### To do
Please reproduce, word for word, the part of the material that opens with the line containing "Where can you see the floating" and closes with the last line of the material.

### Data shown
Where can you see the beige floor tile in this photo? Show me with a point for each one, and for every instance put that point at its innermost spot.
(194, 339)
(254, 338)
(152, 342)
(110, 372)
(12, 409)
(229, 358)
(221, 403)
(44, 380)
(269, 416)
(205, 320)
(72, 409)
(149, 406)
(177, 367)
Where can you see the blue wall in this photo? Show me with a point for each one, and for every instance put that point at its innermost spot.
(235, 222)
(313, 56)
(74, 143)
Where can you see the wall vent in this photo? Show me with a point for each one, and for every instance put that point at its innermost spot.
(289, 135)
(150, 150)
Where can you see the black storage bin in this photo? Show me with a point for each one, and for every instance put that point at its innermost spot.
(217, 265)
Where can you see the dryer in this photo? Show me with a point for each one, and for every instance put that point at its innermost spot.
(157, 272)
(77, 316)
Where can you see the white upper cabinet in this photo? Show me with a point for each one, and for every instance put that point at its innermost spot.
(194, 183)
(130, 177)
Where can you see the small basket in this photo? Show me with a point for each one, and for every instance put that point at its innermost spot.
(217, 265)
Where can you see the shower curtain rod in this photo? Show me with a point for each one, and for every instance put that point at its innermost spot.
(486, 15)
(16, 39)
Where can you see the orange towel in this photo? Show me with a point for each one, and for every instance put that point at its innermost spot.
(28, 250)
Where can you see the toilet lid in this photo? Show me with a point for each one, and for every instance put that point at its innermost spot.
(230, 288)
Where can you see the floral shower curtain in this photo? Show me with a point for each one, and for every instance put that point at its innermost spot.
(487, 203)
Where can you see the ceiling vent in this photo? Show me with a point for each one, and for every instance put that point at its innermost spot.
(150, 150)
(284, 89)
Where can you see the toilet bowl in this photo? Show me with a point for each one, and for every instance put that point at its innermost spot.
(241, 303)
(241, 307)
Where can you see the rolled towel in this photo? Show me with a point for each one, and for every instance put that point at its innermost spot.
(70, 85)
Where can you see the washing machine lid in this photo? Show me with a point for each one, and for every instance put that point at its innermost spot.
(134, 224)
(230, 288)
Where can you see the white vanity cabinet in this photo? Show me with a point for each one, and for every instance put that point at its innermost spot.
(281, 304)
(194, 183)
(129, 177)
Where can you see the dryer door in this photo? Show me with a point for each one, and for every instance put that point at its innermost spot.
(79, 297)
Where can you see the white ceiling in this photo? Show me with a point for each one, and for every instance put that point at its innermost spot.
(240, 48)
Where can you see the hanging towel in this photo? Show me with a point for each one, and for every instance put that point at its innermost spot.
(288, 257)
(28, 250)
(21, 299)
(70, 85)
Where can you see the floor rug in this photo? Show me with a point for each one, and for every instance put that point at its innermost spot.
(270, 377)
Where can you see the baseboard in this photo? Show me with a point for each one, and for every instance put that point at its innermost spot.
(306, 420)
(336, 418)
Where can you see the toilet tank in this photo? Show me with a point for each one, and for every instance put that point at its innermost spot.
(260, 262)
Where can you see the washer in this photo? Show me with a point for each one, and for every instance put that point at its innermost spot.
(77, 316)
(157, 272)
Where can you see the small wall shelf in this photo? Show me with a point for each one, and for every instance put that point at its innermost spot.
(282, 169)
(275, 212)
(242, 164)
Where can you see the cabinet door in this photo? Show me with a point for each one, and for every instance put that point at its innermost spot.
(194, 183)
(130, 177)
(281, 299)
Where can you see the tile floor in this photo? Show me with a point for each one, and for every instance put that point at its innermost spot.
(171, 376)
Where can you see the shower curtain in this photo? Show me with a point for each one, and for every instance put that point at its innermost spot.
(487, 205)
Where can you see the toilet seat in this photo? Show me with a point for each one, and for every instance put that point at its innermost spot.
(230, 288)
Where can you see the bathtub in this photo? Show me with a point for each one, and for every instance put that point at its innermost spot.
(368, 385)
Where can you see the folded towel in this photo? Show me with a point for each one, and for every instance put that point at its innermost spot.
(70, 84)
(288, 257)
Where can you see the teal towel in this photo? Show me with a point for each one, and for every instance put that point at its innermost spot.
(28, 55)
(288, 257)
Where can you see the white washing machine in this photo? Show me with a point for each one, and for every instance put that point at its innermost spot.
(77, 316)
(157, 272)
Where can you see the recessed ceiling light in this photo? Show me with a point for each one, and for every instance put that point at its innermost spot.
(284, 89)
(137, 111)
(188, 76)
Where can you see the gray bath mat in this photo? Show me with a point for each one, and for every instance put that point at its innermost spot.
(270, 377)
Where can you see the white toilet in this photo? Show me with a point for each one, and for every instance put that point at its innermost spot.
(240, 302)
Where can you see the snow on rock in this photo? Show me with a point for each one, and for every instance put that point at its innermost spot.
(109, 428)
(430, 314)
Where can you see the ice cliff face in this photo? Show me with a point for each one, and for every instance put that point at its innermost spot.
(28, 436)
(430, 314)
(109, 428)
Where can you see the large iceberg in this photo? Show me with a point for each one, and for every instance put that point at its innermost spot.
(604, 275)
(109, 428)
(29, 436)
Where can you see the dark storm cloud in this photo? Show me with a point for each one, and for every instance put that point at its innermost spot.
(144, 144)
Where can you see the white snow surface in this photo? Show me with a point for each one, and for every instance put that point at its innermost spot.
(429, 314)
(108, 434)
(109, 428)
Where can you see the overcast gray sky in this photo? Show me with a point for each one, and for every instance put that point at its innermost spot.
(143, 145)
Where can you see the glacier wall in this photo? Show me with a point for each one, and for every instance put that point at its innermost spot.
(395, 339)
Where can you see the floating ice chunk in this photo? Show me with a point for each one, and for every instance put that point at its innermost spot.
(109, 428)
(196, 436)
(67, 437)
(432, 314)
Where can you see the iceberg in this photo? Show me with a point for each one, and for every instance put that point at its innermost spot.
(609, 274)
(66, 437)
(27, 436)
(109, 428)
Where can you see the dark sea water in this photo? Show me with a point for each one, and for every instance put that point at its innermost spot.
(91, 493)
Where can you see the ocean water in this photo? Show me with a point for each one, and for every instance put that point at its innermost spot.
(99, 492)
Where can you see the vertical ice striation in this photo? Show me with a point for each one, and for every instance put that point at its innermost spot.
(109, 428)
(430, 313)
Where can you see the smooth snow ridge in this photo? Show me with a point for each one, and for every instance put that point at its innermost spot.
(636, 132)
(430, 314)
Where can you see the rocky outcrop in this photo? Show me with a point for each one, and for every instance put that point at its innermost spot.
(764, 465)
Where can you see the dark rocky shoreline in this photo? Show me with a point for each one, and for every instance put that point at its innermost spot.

### Result below
Where can you see the floating ice chunk in this photo? Show me with a point for each one, and for every instance put that point at its innermost spot.
(109, 428)
(196, 436)
(67, 437)
(432, 314)
Where can you see the iceberg in this photo? Show me with a point for each one, and for every instance put that point at its innermost spot.
(609, 274)
(66, 437)
(27, 436)
(109, 428)
Where can you see the dark sea water in this photo? Show me with a point for each one, and for every instance put that point at its innermost spot.
(91, 493)
Where can you see the ocean water in this photo? Show me with a point for each one, and for every instance put that point at its innermost spot.
(99, 492)
Where can you see the vertical ice striation in this photo? Show me with a point for each one, and for every instance put that point at its innermost spot.
(109, 428)
(430, 313)
Where can you see the smooth snow ridge in this photo? Show me with a point for each one, and for every instance put that point at its innermost spot.
(636, 132)
(430, 314)
Where can you see the rocky outcrop in this photo? Show me with a point for each one, and for every instance put that point at its innermost spot.
(764, 465)
Where can you see the dark rocky shoreline in this photo? Show me with a point for each one, and for every instance put that point at its innermost spot.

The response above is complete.